═════ TEXTE DE LA PAGE ═════
Si les enfants sont peu à risque de développer une forme grave de Covid, leur vaccination pourrait être envisagée pour espérer atteindre l'immunité collective. Plusieurs essais sont en cours chez les enfants et les adolescents.
« Les enfants ont d'abord été écartés des essais vaccinaux », indique au « Quotidien » le Pr Robert Cohen, pédiatre, infectiologue et président du Conseil national professionnel de la pédiatrie, soulignant le rôle mineur des enfants dans la dynamique épidémique. La donne a toutefois changé en décembre avec l'arrivée de nouveaux variants, plus contagieux.
Vacciner au moins 80 % de la population
« Des arguments se sont accumulés pour montrer que les vaccins protégeaient de la maladie mais aussi du portage viral, même si cet effet n'est pas encore quantifié », poursuit le Pr Cohen. Cet effet sur la transmission suggère que la vaccination, sous condition d'une couverture suffisante, pourrait permettre d'atteindre l'immunité collective. Toutefois, « si les nouveaux variants changent le R0 de la maladie, on ne peut plus se contenter de 60 à 70 % de la population immunisée pour contrôler l'épidémie, mais il faut compter au moins 80-90 %, voire plus, ce qui se semble difficile à atteindre sans vacciner les enfants et les adolescents », constate l'infectiologue.
Au-delà de l'intérêt collectif évident, le bénéfice individuel doit être évalué. « Quand on prend en compte le bénéfice uniquement lié à la maladie, il est relativement modeste », résume le Pr Cohen, relevant néanmoins les milliers d'enfants hospitalisés en France. Mais le bénéfice repose surtout sur le retour à une scolarité normale : « les fermetures des écoles et les fonctionnements perturbés des collèges et des lycées ont déstabilisé la santé mentale et somatique des jeunes », déplore-t-il.
Une bonne immunogénicité
Les vaccins à ARNm sont ainsi évalués chez les moins de 18 ans, les essais prévus avec les vaccins d'AstraZeneca et de Johnson et Johnson ayant été suspendus. Le vaccin de Pfizer/BioNTech, autorisé chez les 16 ans et plus, a montré de bons résultats chez les 12 à 15 ans dans une étude menée auprès de 2 260 sujets aux États-Unis. Un dossier d'autorisation de mise sur le marché (AMM) devrait être déposé auprès de l'Agence européenne des médicaments par les laboratoires qui ont déjà annoncé une efficacité de 100 % (18 cas de Covid avec le placebo et aucun dans le groupe vacciné). Le Pr Cohen nuance : « il y a trop peu de cas pour affirmer une efficacité de 100 % ». De plus, note-t-il, « il sera difficile d'avoir des résultats d'efficacité clinique alors que la maladie est peu fréquente chez les enfants, qui font beaucoup de formes asymptomatiques ».
Néanmoins, l'immunogénicité est supérieure à celle observée chez les 16-25 ans et la tolérance à court terme est bonne. « Plus l’effet bénéfique individuel est faible, plus le niveau de tolérance doit être élevé », souligne l'infectiologue, qui insiste sur l'importance du suivi de pharmacovigilance.
Les laboratoires Pfizer/BioNTech mènent aussi une étude chez les enfants de 6 mois à 11 ans, et deux études de Moderna sont en cours, l'une parmi les 12 à 17 ans, la seconde chez les 6 mois à 11 ans. Si les résultats de ces études se révèlent satisfaisants, le pédiatre considère possible un scénario selon lequel la vaccination des adolescents pourrait se faire dès la rentrée de septembre.
En France, les enfants à très haut risque de forme grave de Covid ont commencé à être vaccinés hors AMM. Il s'agit notamment des enfants présentant des déficits immunitaires spécifiques de la voie de l’interféron de type I.
═════
Pouvez-vous recopier mot pour mot, dans l'article sur la vaccination des enfants contre la Covid, le passage qui va de « Néanmoins, l'immunogénicité est » jusqu'à « suivi de pharmacovigilance. » ?
═════ LIGNES RÉPERTORIÉES ═════
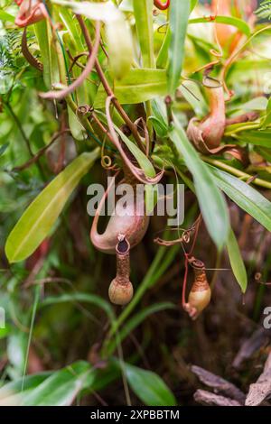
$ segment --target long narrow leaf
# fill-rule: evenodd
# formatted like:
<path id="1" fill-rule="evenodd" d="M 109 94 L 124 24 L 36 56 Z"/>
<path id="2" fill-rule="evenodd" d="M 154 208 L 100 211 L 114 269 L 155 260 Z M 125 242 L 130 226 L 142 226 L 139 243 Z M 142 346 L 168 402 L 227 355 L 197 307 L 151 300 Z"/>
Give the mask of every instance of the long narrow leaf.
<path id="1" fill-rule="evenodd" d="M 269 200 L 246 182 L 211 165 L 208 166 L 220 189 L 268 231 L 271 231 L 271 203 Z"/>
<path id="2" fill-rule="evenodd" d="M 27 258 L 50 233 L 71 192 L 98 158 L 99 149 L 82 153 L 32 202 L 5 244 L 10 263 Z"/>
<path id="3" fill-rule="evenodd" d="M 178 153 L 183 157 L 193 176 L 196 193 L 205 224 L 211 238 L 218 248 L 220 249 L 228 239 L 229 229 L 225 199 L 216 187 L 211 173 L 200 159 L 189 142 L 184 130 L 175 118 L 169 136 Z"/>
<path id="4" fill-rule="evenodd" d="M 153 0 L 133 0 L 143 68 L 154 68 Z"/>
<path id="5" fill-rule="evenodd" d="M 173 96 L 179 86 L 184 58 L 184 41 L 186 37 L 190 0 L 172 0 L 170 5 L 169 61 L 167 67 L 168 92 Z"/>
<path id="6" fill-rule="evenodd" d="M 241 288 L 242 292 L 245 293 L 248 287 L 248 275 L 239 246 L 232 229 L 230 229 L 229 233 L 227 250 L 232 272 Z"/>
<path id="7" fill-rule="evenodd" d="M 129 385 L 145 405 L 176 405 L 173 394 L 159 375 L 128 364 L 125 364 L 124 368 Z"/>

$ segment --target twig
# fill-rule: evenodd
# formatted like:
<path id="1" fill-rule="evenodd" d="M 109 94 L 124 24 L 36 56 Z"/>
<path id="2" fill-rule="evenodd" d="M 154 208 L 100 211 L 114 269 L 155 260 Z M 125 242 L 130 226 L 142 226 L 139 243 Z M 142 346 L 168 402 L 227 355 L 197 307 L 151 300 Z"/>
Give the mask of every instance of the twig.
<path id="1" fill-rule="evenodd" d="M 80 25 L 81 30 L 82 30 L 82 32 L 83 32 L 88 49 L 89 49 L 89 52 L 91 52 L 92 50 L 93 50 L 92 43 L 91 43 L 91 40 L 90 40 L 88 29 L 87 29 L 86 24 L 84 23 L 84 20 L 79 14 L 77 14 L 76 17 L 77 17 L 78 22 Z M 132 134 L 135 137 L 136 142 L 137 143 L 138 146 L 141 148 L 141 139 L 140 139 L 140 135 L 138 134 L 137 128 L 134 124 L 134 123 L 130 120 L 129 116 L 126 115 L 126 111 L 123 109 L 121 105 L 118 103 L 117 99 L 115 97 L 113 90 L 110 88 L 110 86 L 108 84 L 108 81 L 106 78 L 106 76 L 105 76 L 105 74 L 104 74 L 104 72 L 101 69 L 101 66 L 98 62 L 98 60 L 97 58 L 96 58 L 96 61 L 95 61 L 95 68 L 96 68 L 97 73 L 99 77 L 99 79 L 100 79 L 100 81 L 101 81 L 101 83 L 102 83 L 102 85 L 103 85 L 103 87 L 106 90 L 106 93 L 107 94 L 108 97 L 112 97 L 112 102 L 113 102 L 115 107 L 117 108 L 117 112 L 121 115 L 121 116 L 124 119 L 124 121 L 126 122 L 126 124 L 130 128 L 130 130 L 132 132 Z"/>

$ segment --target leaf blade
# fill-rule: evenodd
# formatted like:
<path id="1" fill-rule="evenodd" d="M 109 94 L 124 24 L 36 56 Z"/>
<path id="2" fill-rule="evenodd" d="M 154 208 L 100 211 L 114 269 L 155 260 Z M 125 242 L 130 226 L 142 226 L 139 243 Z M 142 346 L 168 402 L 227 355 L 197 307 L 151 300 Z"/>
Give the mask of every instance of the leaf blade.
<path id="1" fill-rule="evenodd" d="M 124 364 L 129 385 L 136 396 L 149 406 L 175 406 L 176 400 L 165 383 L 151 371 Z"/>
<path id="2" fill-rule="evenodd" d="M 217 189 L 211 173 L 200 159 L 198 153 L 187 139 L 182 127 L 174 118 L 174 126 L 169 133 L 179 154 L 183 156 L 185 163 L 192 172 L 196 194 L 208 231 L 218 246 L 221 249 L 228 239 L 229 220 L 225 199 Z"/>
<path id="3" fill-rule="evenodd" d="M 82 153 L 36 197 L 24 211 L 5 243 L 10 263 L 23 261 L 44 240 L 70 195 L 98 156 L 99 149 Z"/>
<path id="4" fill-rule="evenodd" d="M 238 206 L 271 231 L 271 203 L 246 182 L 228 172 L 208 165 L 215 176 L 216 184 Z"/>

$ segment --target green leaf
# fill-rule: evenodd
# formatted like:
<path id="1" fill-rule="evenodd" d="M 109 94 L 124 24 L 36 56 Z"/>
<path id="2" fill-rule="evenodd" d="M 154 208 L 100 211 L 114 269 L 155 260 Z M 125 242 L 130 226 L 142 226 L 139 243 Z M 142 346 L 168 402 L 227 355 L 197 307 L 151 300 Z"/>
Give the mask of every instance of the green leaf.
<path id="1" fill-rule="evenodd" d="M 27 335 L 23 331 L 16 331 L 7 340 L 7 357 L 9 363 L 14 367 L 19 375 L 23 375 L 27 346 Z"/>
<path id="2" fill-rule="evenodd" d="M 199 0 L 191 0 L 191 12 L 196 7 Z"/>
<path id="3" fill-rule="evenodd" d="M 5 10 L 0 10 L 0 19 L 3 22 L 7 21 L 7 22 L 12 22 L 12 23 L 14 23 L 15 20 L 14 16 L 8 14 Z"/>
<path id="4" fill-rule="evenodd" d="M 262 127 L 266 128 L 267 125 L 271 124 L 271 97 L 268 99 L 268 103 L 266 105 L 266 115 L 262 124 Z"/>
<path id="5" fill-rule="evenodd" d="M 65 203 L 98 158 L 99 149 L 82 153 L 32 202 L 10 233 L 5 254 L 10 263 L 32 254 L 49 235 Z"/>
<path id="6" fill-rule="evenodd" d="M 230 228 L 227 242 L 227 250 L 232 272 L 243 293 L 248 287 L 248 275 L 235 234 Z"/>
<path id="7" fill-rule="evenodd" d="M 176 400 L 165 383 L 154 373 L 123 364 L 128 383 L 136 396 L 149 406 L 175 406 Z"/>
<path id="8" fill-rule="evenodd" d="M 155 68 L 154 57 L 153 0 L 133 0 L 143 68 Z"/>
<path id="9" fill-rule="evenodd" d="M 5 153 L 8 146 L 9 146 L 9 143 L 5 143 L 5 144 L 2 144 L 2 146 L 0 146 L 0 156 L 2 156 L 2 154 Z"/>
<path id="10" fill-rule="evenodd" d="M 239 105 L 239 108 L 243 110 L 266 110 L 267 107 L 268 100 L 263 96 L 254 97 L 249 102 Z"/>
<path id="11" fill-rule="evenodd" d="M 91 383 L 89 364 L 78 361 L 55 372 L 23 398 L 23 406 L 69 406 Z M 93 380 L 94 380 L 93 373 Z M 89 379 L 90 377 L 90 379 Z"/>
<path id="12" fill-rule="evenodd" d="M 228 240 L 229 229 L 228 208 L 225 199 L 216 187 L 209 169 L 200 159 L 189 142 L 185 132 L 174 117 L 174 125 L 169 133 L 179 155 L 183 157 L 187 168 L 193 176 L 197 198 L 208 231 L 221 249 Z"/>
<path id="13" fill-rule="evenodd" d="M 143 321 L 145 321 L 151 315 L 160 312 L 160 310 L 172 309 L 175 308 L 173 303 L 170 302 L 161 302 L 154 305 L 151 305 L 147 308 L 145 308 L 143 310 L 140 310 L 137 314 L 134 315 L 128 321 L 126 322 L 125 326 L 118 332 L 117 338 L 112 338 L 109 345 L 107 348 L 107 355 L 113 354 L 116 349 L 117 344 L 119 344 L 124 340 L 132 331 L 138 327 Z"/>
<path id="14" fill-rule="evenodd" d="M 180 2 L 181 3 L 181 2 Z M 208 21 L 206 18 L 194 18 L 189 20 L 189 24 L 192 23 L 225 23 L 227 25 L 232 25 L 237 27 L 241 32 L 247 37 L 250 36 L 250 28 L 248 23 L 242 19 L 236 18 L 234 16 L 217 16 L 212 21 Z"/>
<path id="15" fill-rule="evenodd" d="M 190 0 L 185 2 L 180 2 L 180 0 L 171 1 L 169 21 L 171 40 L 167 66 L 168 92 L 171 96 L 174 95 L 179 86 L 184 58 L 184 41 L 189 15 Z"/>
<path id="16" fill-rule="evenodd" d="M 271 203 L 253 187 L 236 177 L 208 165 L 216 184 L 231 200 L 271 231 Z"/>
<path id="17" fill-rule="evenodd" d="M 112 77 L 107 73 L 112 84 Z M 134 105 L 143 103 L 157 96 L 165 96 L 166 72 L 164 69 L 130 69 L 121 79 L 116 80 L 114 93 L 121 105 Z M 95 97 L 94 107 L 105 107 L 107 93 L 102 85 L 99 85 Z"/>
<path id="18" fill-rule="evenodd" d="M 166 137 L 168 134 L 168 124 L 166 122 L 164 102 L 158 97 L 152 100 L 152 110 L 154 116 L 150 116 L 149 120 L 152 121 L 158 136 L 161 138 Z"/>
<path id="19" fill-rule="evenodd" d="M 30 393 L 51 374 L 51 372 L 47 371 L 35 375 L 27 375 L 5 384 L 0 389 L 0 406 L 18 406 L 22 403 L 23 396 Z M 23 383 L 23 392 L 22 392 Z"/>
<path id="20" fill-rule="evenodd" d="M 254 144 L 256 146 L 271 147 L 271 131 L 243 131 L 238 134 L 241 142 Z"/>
═════
# RÉSULTAT DE L'EXERCICE
Néanmoins, l'immunogénicité est supérieure à celle observée chez les 16-25 ans et la tolérance à court terme est bonne. « Plus l’effet bénéfique individuel est faible, plus le niveau de tolérance doit être élevé », souligne l'infectiologue, qui insiste sur l'importance du suivi de pharmacovigilance.